_GOAL_: Identify every line of the records that contains the string "building", matching case exactly, and copy each of those lines.

[Entries from a dataset]
= = =

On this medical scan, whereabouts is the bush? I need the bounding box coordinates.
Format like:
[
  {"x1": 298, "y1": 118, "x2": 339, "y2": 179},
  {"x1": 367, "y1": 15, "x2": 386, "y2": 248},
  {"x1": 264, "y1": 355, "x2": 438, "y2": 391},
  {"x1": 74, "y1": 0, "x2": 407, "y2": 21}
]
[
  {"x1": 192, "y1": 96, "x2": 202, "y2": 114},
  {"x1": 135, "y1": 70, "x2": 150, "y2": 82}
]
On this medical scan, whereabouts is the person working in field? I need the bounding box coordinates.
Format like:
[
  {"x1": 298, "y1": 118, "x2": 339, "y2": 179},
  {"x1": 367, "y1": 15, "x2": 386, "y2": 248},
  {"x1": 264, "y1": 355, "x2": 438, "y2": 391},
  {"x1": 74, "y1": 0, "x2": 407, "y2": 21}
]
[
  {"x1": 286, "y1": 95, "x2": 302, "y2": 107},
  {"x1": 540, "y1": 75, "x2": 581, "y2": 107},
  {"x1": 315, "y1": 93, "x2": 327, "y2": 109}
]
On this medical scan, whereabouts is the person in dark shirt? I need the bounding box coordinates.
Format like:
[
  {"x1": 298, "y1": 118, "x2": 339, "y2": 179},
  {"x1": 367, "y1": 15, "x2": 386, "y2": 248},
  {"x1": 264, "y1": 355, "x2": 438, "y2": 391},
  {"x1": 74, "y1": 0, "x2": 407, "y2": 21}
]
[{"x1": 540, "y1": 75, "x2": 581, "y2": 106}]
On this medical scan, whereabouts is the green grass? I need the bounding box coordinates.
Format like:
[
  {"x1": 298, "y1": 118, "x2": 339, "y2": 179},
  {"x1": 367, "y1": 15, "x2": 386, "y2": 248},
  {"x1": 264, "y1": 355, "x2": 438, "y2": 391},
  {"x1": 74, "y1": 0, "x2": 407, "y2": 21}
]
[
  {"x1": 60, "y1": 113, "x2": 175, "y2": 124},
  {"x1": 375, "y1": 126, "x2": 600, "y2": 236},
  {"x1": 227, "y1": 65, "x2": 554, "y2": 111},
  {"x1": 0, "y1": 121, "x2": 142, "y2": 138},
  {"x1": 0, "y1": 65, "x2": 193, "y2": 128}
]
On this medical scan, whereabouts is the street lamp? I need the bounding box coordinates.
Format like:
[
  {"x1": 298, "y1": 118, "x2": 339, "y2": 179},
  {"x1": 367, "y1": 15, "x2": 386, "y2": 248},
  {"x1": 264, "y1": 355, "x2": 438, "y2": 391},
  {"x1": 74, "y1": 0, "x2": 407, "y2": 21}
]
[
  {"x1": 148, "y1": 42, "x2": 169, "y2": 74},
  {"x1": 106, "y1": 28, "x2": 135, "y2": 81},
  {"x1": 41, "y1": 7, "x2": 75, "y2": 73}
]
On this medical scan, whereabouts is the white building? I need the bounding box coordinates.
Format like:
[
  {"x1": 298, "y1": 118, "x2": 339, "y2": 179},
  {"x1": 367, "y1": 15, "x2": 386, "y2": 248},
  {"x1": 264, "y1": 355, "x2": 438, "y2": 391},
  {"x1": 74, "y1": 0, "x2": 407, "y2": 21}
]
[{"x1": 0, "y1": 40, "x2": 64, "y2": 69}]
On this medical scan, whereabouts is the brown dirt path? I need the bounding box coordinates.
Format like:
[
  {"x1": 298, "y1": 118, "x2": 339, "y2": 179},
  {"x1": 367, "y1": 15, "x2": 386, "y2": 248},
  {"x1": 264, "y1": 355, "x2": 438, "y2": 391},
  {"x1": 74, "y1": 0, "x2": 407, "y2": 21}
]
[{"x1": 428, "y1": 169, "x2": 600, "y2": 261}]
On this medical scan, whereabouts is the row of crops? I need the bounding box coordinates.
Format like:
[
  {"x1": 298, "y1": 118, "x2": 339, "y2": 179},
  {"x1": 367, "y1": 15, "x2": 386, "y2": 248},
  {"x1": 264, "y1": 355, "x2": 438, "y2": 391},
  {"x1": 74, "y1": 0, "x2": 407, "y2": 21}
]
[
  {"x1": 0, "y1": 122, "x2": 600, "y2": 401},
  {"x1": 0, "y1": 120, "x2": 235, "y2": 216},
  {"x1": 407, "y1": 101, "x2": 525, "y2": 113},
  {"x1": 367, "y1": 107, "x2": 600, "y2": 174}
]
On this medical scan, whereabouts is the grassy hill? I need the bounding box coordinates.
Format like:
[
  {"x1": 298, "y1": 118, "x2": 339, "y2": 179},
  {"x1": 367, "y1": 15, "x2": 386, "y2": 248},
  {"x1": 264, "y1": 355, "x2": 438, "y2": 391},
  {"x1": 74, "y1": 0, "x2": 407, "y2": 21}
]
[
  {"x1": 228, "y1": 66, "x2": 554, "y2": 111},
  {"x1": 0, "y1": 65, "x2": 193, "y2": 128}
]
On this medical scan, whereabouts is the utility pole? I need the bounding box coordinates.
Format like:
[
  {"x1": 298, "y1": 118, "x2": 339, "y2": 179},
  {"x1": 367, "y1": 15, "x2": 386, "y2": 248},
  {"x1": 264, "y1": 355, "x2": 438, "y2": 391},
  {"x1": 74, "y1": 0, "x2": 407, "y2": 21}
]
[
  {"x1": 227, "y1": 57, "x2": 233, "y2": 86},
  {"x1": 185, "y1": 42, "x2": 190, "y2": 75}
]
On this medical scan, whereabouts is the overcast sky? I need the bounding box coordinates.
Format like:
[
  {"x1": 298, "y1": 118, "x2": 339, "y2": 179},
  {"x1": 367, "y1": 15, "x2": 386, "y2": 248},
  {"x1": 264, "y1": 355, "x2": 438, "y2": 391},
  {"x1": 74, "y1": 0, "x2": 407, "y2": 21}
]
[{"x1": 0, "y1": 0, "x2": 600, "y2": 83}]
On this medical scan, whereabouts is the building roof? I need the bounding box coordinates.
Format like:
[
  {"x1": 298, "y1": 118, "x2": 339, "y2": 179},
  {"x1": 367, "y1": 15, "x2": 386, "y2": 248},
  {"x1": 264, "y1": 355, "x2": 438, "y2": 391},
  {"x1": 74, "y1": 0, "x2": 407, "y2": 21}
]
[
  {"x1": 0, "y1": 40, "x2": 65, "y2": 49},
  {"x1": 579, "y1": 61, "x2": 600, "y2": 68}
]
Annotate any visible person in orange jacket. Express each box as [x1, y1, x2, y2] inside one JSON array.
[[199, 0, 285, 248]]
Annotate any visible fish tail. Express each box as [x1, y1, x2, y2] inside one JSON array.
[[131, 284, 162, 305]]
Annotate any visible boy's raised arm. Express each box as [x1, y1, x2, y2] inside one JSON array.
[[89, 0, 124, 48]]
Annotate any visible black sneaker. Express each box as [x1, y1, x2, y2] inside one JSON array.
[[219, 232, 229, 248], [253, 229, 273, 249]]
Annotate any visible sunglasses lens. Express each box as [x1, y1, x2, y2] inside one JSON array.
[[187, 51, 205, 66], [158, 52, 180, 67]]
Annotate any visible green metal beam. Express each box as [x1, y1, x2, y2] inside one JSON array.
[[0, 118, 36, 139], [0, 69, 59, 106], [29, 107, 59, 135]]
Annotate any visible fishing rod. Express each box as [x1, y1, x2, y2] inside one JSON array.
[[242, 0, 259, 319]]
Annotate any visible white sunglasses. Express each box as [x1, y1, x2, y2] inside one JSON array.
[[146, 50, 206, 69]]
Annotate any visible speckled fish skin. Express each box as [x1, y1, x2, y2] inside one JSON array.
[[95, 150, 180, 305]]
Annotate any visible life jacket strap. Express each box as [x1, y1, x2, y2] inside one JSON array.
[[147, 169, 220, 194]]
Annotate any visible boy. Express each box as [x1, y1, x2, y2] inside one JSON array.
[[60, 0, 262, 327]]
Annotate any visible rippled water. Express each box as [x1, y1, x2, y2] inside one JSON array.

= = =

_RESPONSE FOR THIS EXERCISE_:
On this medical scan, whereabouts is the white building? I need the bounding box coordinates.
On this medical scan, whereabouts is the building roof? I need the bounding box coordinates.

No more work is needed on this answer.